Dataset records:
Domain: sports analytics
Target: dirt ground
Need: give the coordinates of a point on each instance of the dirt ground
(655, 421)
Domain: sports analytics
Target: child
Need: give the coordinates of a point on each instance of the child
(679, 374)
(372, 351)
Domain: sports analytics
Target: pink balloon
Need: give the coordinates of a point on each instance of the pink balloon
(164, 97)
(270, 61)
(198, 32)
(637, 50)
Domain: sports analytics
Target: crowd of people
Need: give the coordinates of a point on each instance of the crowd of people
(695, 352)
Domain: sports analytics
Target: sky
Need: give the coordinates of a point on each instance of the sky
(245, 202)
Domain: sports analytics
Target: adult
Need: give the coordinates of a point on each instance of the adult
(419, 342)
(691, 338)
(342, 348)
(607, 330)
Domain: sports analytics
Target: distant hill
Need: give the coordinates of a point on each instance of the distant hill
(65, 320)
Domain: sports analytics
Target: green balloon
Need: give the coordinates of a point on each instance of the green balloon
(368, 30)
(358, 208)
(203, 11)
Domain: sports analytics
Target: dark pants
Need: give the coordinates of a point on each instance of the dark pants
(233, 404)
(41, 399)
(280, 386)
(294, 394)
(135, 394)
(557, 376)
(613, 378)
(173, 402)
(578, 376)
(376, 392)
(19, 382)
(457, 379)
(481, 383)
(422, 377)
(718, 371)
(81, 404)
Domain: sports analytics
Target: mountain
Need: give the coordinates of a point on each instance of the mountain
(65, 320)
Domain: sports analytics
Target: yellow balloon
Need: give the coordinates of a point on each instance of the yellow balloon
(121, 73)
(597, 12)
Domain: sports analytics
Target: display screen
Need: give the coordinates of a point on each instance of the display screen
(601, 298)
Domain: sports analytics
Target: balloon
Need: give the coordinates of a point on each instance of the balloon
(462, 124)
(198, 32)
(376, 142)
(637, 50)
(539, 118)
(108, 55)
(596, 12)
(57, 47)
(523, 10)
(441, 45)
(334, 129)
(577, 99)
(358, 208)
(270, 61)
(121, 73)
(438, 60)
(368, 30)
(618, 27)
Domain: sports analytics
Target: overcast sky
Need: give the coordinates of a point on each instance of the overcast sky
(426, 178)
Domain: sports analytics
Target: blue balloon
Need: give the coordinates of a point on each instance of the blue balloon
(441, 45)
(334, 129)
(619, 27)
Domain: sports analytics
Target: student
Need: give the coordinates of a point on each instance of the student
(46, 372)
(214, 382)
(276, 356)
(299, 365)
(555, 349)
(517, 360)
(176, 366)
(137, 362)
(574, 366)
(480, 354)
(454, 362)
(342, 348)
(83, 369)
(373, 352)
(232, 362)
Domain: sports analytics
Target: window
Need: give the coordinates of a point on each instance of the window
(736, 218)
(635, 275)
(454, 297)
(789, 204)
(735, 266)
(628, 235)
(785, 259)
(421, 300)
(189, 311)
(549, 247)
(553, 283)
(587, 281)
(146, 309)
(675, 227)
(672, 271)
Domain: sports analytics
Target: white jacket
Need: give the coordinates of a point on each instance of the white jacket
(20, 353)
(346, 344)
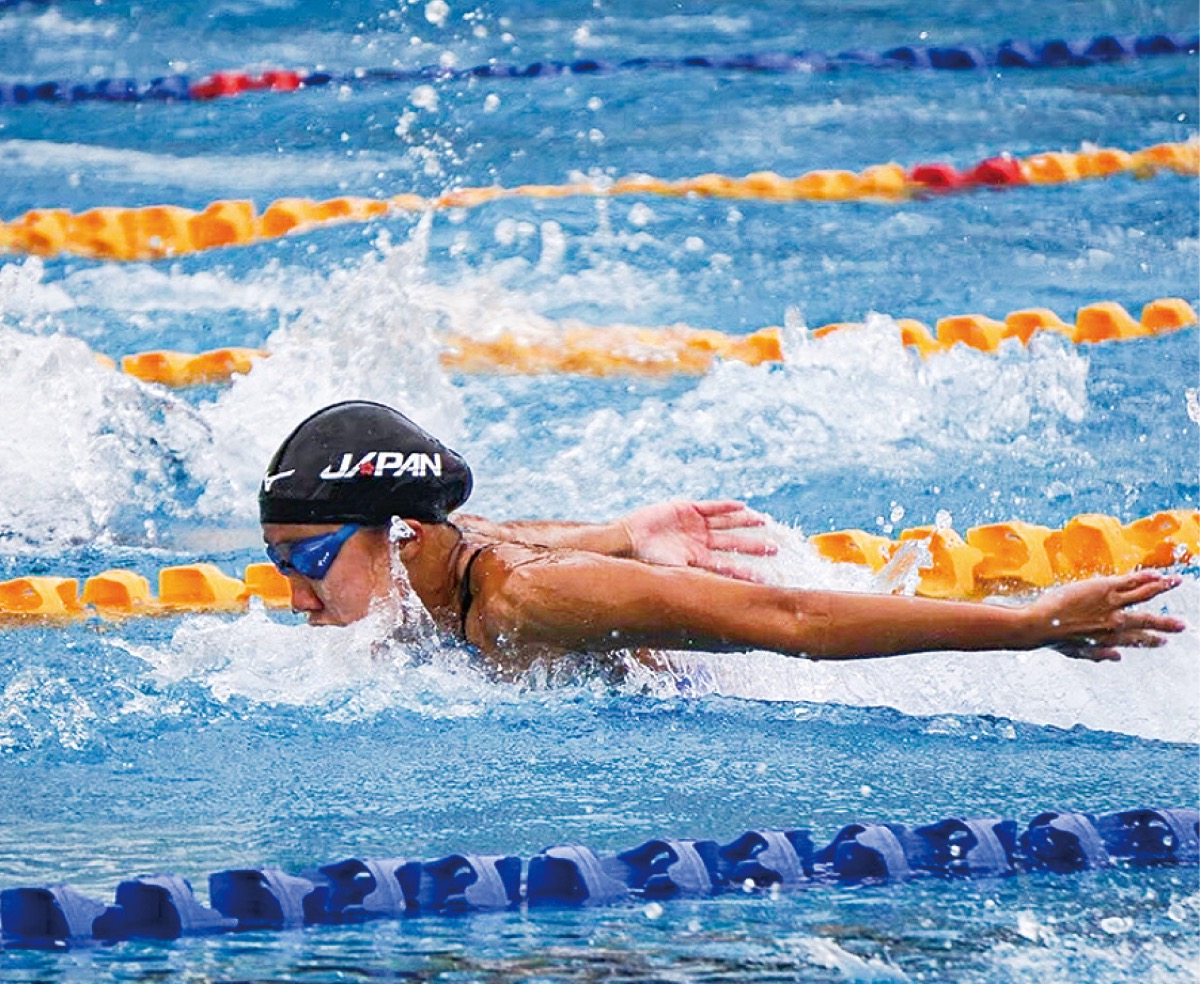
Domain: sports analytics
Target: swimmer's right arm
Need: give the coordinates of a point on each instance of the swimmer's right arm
(579, 601)
(679, 533)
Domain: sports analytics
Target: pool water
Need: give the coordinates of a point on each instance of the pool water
(195, 744)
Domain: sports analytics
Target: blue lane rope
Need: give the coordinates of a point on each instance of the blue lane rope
(1011, 54)
(358, 889)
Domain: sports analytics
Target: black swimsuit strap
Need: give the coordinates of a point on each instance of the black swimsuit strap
(465, 593)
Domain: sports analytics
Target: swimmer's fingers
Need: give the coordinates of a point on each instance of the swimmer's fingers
(1143, 586)
(1090, 653)
(729, 514)
(1143, 622)
(735, 543)
(731, 570)
(1107, 648)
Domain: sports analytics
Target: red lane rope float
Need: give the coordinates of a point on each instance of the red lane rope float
(995, 558)
(625, 351)
(166, 231)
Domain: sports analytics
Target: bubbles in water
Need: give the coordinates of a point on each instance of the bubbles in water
(436, 12)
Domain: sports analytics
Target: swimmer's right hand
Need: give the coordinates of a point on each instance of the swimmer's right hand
(1092, 619)
(695, 534)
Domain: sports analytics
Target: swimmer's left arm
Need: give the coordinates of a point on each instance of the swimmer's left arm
(683, 533)
(593, 603)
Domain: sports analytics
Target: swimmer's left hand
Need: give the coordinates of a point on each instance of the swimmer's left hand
(695, 534)
(1091, 619)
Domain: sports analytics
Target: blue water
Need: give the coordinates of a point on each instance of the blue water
(196, 744)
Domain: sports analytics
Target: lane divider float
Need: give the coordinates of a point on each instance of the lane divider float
(1055, 53)
(681, 349)
(573, 875)
(167, 231)
(995, 558)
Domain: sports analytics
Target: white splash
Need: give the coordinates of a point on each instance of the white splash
(370, 337)
(1150, 693)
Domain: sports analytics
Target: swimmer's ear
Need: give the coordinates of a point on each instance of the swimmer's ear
(407, 535)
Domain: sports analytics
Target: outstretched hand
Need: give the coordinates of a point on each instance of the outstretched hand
(694, 534)
(1090, 619)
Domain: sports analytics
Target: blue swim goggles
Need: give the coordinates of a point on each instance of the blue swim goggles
(312, 557)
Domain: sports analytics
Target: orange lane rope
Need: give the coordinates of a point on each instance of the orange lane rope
(627, 351)
(1000, 557)
(167, 231)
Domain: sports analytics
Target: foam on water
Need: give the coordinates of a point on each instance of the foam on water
(1150, 693)
(369, 337)
(89, 453)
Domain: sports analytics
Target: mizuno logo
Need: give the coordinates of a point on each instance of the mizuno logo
(381, 463)
(271, 479)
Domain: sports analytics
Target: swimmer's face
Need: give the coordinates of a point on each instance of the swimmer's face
(360, 574)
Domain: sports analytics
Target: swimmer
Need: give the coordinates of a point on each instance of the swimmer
(358, 484)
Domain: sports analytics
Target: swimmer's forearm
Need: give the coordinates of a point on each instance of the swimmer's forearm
(616, 604)
(839, 627)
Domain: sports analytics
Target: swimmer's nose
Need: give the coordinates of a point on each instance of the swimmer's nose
(304, 598)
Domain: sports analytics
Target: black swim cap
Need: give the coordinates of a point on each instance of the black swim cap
(359, 462)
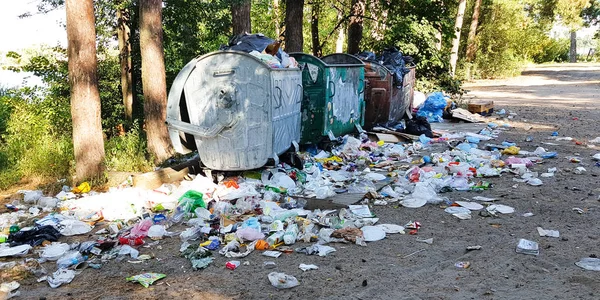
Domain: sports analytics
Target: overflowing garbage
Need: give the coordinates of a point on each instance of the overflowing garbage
(266, 210)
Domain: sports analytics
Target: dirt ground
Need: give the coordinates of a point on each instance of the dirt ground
(563, 98)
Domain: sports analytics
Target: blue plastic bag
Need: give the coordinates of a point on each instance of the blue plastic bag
(433, 108)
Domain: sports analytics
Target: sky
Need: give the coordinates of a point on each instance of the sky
(16, 34)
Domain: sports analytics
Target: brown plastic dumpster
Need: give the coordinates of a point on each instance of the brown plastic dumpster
(386, 104)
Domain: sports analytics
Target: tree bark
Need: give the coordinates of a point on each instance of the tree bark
(153, 79)
(379, 21)
(240, 16)
(355, 27)
(88, 143)
(294, 13)
(123, 34)
(314, 28)
(471, 42)
(339, 43)
(573, 48)
(277, 21)
(438, 37)
(456, 41)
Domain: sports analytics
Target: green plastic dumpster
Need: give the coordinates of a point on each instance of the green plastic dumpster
(333, 98)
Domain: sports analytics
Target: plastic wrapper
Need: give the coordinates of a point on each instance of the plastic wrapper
(54, 251)
(60, 277)
(146, 279)
(433, 108)
(282, 281)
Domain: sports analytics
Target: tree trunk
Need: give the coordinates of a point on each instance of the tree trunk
(314, 28)
(471, 42)
(339, 43)
(153, 79)
(240, 16)
(438, 37)
(277, 21)
(379, 21)
(294, 41)
(88, 142)
(123, 34)
(456, 41)
(573, 49)
(355, 27)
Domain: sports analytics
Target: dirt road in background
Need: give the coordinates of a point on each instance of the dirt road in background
(563, 98)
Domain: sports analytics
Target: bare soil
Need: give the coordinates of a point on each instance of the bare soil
(563, 98)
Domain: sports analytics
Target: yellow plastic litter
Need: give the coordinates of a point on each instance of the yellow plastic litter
(498, 163)
(329, 159)
(512, 150)
(82, 188)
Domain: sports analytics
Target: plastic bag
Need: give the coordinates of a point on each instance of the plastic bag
(74, 227)
(249, 234)
(54, 251)
(418, 126)
(433, 108)
(146, 279)
(282, 281)
(157, 232)
(60, 277)
(34, 236)
(14, 251)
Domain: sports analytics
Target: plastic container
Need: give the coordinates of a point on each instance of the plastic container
(275, 238)
(235, 109)
(333, 101)
(291, 234)
(70, 259)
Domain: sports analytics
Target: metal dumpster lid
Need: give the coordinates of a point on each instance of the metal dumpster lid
(331, 60)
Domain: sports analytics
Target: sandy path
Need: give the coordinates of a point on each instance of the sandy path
(561, 98)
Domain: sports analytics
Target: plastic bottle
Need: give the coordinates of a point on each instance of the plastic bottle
(275, 238)
(291, 234)
(282, 216)
(141, 229)
(70, 259)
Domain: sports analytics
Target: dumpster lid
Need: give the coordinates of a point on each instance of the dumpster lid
(343, 60)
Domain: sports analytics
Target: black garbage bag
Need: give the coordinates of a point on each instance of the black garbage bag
(417, 126)
(367, 56)
(249, 42)
(393, 60)
(34, 236)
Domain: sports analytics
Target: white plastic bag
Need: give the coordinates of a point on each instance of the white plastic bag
(74, 227)
(282, 281)
(54, 251)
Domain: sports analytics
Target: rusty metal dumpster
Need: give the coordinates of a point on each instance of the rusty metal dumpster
(333, 99)
(239, 111)
(386, 103)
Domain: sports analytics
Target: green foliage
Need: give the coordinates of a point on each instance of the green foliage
(191, 28)
(128, 153)
(508, 39)
(413, 28)
(555, 50)
(31, 147)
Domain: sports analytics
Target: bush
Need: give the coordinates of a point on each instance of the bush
(31, 147)
(128, 153)
(555, 50)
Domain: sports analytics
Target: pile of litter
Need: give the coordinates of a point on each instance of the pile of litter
(265, 210)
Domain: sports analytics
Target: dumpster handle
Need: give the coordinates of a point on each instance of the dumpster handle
(362, 86)
(302, 92)
(205, 132)
(332, 87)
(278, 97)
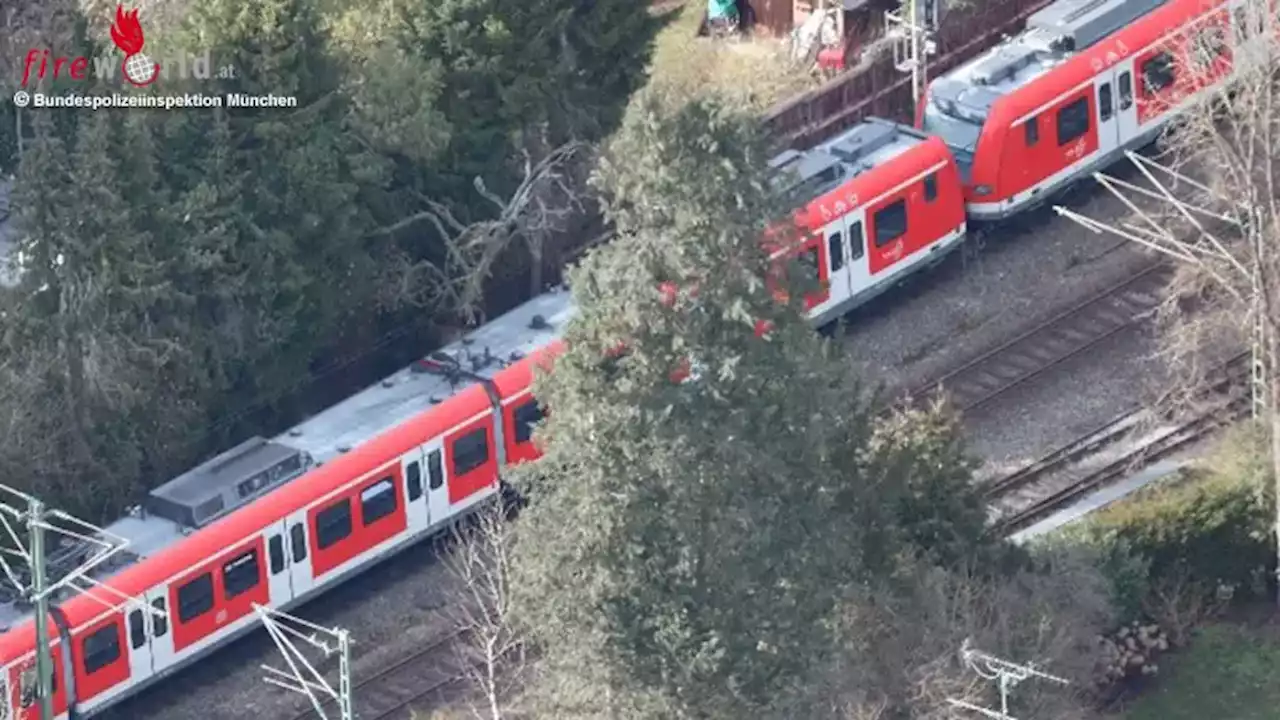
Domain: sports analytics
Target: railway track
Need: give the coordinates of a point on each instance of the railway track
(1054, 341)
(1224, 399)
(392, 692)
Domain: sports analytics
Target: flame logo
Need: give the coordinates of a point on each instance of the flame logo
(127, 32)
(127, 35)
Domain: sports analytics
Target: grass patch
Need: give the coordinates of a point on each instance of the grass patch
(752, 73)
(1226, 671)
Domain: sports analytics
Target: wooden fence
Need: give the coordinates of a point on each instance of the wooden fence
(803, 122)
(883, 91)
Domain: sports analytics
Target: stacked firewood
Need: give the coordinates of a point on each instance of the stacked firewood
(1130, 651)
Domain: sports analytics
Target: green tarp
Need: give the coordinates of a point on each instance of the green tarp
(721, 9)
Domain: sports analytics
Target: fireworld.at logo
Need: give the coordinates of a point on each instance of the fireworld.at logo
(127, 35)
(136, 68)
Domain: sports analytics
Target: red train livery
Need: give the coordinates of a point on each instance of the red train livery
(1087, 81)
(277, 522)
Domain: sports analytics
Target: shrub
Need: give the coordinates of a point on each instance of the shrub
(1174, 551)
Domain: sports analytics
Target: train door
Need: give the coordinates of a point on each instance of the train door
(859, 274)
(1127, 108)
(156, 618)
(415, 492)
(298, 554)
(1109, 123)
(837, 265)
(437, 487)
(279, 579)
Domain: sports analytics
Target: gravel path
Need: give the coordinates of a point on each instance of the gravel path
(969, 304)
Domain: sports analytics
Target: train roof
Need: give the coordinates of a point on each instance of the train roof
(960, 100)
(808, 176)
(332, 442)
(8, 272)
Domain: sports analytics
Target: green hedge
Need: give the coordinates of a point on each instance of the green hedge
(1214, 525)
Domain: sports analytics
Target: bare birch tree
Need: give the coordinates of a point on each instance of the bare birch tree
(492, 651)
(538, 208)
(1211, 199)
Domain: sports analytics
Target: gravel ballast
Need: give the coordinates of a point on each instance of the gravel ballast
(974, 300)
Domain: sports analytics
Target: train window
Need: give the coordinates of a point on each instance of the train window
(1125, 90)
(470, 451)
(275, 552)
(526, 417)
(101, 648)
(196, 597)
(378, 501)
(298, 540)
(435, 469)
(137, 629)
(414, 481)
(333, 523)
(1157, 73)
(855, 241)
(890, 223)
(836, 251)
(159, 619)
(1210, 45)
(241, 574)
(1032, 130)
(1073, 121)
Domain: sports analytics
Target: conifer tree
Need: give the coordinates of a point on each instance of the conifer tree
(689, 542)
(291, 229)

_REQUIRED TASK_:
Find every line in the dataset records that contains the word "left", and copy each of those lines.

_OUTPUT FOR THIS TASK_:
Target: swimmer's left arm
Need: give the coordinates of a point on each instance of the swimmer's left arm
Target: swimmer's left hand
Need: give the coordinates of a point on each instance of the swimmer's left hand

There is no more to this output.